-- WHAT TO WORK ON --
From the data below, copy exactly the lines that lie between the one holding "Where can you see the dark pants" and the one holding "column 410, row 272", including both, and nothing more.

== AVAILABLE DATA

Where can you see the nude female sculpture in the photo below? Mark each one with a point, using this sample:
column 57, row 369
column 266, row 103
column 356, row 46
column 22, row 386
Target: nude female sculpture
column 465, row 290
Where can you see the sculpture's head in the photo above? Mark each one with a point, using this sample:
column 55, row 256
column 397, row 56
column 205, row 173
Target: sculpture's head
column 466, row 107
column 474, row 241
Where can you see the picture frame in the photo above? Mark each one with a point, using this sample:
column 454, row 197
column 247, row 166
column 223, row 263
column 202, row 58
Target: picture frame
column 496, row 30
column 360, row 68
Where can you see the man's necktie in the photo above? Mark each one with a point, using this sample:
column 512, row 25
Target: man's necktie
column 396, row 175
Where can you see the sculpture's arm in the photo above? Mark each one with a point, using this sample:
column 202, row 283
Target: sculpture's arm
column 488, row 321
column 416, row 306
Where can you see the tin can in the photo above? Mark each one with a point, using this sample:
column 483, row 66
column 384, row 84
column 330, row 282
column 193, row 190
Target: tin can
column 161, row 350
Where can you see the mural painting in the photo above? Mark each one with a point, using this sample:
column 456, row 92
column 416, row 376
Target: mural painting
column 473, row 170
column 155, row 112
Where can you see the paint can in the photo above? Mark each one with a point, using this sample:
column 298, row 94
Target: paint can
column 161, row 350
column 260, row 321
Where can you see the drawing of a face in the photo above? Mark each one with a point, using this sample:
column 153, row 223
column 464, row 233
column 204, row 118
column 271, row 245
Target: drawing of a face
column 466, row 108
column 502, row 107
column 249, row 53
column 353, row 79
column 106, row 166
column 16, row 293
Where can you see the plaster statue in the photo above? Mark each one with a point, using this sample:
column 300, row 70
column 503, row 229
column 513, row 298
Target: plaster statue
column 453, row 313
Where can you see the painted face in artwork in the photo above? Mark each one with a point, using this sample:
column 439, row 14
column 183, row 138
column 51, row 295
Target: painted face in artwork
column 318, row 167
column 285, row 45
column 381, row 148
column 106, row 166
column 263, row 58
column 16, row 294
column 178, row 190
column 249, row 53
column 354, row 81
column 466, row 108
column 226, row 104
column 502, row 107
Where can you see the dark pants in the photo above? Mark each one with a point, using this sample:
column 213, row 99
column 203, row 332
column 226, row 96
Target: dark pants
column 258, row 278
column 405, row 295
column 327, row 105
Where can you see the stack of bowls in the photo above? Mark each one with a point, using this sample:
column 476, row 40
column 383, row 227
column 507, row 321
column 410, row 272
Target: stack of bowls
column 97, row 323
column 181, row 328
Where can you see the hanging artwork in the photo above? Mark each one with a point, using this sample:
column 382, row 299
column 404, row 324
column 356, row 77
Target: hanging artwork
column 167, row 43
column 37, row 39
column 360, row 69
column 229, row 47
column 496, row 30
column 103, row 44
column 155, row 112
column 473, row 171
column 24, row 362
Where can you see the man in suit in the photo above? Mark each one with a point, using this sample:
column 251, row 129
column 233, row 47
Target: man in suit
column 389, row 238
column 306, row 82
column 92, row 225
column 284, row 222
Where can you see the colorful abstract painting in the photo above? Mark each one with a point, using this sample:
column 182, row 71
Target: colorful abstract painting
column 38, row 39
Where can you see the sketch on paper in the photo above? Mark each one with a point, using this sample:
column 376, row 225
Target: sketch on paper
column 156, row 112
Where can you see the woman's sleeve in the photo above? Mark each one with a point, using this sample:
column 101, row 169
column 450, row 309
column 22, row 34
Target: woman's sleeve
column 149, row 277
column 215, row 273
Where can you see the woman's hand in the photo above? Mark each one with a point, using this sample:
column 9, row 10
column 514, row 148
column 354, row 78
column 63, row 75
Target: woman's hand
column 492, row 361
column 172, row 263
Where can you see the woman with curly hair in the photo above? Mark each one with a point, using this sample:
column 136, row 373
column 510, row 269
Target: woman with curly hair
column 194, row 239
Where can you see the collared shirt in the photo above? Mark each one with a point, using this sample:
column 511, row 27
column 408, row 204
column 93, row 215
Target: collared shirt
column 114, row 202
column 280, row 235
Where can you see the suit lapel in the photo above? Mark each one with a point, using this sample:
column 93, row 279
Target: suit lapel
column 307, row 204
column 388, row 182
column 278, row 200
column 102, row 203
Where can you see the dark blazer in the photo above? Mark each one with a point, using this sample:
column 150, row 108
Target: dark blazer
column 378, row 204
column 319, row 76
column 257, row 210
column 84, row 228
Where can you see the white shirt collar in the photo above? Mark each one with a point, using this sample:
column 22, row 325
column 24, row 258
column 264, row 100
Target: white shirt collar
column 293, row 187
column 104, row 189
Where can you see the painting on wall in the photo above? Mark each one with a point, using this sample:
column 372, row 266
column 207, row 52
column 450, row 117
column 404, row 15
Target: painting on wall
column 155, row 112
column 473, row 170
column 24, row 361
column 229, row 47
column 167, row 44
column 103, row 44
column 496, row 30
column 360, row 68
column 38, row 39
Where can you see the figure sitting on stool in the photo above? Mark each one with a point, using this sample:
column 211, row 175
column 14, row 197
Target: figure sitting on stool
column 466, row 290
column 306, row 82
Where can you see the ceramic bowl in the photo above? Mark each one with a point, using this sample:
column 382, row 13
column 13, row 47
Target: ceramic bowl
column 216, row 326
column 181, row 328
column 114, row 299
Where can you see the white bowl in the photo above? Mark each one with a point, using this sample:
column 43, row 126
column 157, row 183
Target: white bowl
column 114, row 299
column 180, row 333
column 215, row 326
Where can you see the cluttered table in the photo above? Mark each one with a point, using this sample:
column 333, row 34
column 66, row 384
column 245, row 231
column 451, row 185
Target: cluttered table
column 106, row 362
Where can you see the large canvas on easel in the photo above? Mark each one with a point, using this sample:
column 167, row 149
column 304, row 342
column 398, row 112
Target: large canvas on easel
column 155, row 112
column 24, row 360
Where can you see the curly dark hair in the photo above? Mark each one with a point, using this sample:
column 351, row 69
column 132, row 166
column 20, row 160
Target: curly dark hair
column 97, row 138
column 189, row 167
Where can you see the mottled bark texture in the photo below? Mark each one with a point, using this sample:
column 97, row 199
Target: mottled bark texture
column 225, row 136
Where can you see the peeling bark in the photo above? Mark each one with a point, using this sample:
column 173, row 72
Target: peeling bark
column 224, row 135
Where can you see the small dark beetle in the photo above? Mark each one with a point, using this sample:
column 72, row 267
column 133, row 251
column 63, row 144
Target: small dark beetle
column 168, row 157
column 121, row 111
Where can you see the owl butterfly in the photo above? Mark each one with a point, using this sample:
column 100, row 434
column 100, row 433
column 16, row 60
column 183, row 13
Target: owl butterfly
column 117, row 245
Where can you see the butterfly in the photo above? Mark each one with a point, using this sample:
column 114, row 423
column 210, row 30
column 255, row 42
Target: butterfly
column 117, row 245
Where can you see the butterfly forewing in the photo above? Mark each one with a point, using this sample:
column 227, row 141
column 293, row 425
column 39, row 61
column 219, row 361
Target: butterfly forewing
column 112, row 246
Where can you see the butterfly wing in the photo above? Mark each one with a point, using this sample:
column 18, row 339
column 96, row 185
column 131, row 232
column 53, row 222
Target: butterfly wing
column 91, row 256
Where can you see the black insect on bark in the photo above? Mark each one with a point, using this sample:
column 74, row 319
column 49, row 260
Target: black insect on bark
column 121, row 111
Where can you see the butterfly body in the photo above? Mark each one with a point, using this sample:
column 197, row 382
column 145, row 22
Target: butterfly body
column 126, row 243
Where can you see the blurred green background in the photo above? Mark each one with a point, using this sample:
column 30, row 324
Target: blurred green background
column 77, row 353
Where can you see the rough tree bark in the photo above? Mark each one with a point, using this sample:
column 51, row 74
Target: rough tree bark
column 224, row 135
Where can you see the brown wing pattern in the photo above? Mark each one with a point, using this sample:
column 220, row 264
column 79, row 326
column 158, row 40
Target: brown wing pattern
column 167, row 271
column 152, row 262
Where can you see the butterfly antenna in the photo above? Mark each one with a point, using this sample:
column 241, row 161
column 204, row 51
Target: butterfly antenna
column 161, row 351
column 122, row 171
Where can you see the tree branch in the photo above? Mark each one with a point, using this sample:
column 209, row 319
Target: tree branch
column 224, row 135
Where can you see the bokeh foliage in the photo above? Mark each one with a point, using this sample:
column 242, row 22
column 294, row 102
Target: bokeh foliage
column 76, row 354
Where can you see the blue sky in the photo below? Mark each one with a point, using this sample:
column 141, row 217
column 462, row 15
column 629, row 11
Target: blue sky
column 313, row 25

====

-- ANSWER SECTION --
Where can you see the dark pants in the photo above? Mark each one with a point, using this sample:
column 213, row 99
column 203, row 332
column 226, row 96
Target: dark pants
column 258, row 278
column 405, row 295
column 327, row 105
Where can you see the stack of bowls in the photo above? Mark each one with a point, using this sample:
column 476, row 40
column 383, row 227
column 507, row 321
column 410, row 272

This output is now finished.